## WRITTEN INSTRUCTION:
Set down every one of the rows below again, line for line and without any change.

○ ○ ○ ○ ○

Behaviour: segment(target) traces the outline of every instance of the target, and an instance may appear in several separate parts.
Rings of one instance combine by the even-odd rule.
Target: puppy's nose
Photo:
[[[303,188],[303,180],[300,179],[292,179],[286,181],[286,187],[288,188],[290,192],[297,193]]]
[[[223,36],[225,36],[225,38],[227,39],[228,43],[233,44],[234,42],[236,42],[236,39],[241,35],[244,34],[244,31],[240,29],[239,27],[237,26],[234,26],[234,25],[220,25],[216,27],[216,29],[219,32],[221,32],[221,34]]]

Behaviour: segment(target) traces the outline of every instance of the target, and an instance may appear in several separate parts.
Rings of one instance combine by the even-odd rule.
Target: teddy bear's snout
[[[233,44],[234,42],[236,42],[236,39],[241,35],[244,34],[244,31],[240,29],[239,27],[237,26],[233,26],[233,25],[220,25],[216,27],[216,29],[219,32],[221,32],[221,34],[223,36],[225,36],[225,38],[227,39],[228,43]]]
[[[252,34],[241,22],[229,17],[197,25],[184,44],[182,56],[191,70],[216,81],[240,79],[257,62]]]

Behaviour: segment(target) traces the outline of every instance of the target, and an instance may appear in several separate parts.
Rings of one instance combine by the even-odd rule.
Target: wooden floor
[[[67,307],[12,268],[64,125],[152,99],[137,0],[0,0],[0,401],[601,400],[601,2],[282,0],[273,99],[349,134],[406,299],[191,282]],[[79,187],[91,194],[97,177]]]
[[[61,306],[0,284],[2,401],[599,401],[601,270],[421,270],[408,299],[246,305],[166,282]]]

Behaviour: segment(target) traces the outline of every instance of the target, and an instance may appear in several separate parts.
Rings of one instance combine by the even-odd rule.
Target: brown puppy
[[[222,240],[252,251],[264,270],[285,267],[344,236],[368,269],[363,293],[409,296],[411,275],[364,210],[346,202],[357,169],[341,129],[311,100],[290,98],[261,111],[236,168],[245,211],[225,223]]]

○ ○ ○ ○ ○

## CORRECT OUTPUT:
Behaviour: segment(target) traces the outline of every instance of the target, and an instance may appear in several separate parts.
Rings of one instance combine by the even-odd rule.
Target: puppy's nose
Photo:
[[[303,188],[303,180],[300,179],[292,179],[286,181],[286,187],[288,188],[290,192],[297,193]]]
[[[223,36],[225,36],[225,38],[227,39],[228,43],[233,44],[234,42],[236,42],[236,39],[241,35],[244,34],[244,31],[240,29],[239,27],[237,26],[234,26],[234,25],[220,25],[216,27],[216,29],[219,32],[221,32],[221,34]]]

Behaviour: segment(target) traces the outline of every instance of the target, and an instance may appear in several separate parts.
Rings of one instance combine by the even-odd rule.
Target: teddy bear's snout
[[[233,44],[234,42],[236,42],[236,39],[241,35],[244,34],[244,31],[240,29],[239,27],[237,26],[233,26],[233,25],[220,25],[216,27],[216,29],[219,32],[221,32],[221,34],[223,36],[225,36],[225,38],[227,39],[228,43]]]
[[[252,34],[241,22],[229,17],[197,25],[184,44],[182,56],[191,70],[216,81],[240,79],[257,62]]]

Behaviour: segment(target) traces the outline of every instance of the target, and an instance may appear in several separate parts.
Rings of one instance combine by the even-odd rule.
Target: wooden floor
[[[67,307],[12,268],[64,125],[152,99],[137,0],[0,0],[0,401],[601,400],[601,2],[282,0],[273,99],[349,134],[406,299],[191,282]],[[79,187],[91,194],[97,177]]]
[[[61,306],[0,284],[2,401],[599,401],[601,270],[421,270],[408,299],[246,305],[166,282]]]

Behaviour: segment(target) traces the outline of every instance of the target, and an instance may appear in several separate parts.
Rings of one instance combine by the even-odd rule.
Target: brown puppy
[[[222,240],[252,251],[264,270],[285,267],[344,236],[368,269],[363,293],[409,296],[411,275],[364,210],[346,202],[357,169],[341,129],[311,100],[290,98],[261,111],[236,168],[245,211],[225,223]]]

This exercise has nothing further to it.